:: What is being asked ::
Write out the listing from the line containing "The client would like the goggle" through the line containing "[282,54,330,88]", both included, with every "client" replaced by "customer" and nothing else altered.

:: Records for the task ::
begin

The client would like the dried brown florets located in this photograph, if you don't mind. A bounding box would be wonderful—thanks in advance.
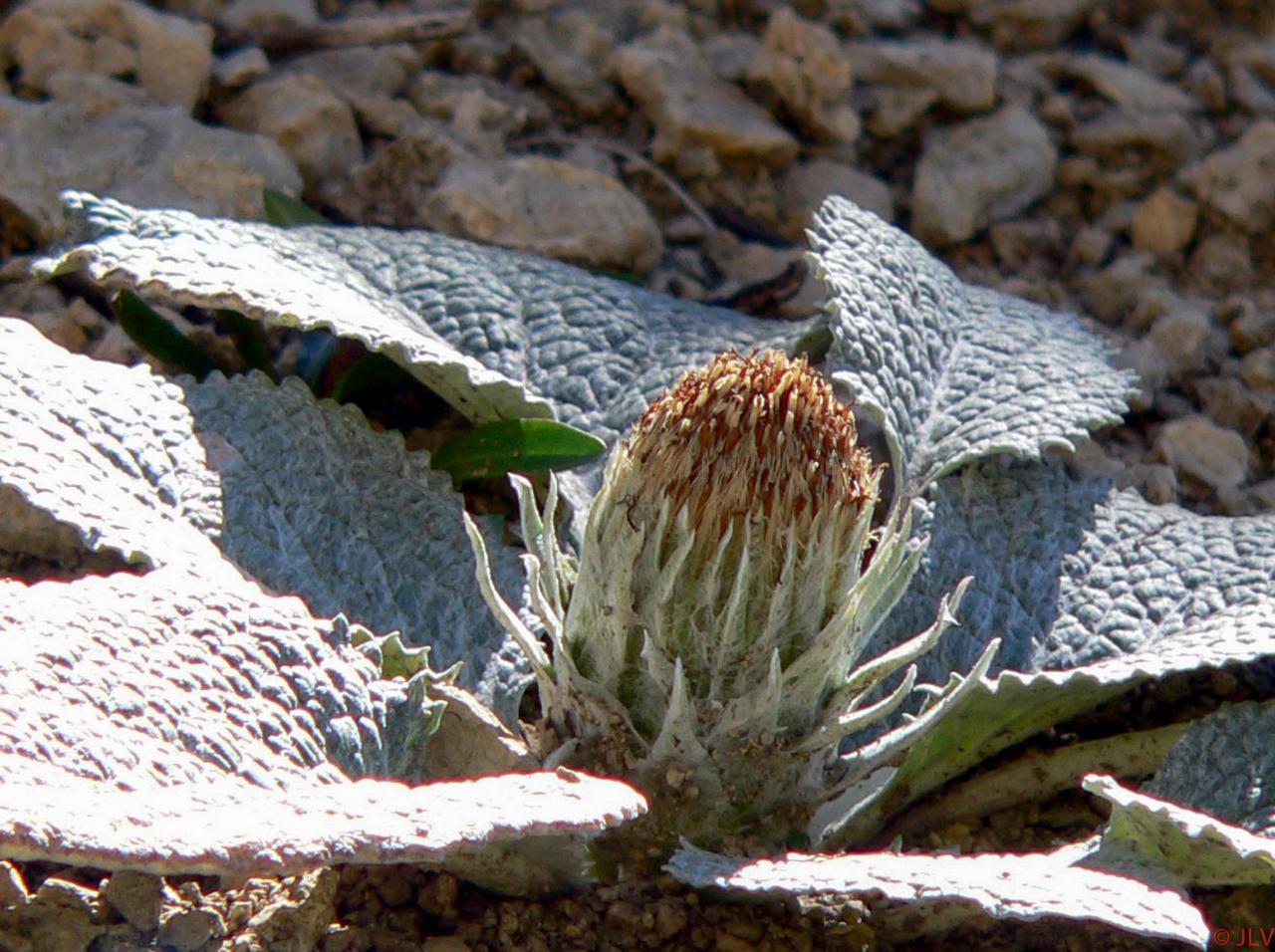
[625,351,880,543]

end
begin

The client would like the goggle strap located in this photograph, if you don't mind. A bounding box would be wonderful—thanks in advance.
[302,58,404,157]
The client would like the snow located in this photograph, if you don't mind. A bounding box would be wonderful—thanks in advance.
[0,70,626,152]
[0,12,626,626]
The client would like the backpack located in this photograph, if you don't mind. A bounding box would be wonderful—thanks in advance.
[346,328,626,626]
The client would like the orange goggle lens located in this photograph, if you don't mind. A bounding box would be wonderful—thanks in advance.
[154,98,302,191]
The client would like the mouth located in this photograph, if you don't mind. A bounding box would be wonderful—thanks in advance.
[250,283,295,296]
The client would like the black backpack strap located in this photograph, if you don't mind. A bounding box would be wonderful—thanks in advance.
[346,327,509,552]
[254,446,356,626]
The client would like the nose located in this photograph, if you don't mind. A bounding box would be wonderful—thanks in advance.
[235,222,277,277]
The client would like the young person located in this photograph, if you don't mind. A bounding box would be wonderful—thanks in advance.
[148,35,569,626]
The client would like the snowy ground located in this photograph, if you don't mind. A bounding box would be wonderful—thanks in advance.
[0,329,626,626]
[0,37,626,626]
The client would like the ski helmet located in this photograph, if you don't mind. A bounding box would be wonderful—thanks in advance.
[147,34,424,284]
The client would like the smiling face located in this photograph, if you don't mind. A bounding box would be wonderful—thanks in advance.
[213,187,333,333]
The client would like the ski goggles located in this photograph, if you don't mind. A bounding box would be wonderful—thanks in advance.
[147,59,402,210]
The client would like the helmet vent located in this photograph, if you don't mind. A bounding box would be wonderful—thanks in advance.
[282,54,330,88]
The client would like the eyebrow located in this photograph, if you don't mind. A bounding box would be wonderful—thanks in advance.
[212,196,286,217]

end

:: Written solution ::
The customer would like the goggle strap located in this photograph, if you don't mind. A bounding box would be wonderful—thanks in advance.
[302,58,404,157]
The customer would like the snow located in this photograph, if you don't mind. A bounding box would be wonderful—thanks in advance.
[0,70,626,152]
[0,12,626,626]
The customer would like the backpack located in this photograph, if you don't mind. A bounding box would be wonderful—thanks in advance.
[346,328,626,626]
The customer would like the orange goggle lens located in this photograph, if you don't mind. A bounding box would be wonderful—thanks in advance.
[154,98,302,191]
The customer would like the mouth located in this photograph, if you don't mind. A bounding box would be wonderful—thanks in advance.
[250,283,295,296]
The customer would like the black backpack strap located in this photograph, if you don't mind. A bounding box would be wonderful—thanks in advance.
[346,327,509,552]
[254,446,356,626]
The customer would like the nose located in this photograph, if you don't mind. A bounding box would be wonderful—thanks in advance.
[235,222,277,277]
The customer would like the young person located in this photograph, if you don't mind. A bounding box would be wonderful—thanks in advance.
[148,35,569,626]
The customer would like the snowy ground located in this photograph, if you don't mind. A bounding box would be wonderful—thanks in advance.
[0,329,626,626]
[0,37,626,626]
The customer would like the ski helmet located in this photograph, if you don't mind. A bounding box would be wonderful—thanks in advance.
[147,34,424,284]
The customer would like the smiling face located in this photograph, if you don't mind. A bounding box would be wonderful—thanks in advance.
[213,187,333,333]
The customer would like the ski goggles located in this photograph, if you don't mind. A bounding box would be wonderful—thanks in advance.
[147,59,402,210]
The customer would like the helmet vent located in this photograph, if you don't mind. A bounding box would be wonderful—thanks in advance.
[282,54,330,88]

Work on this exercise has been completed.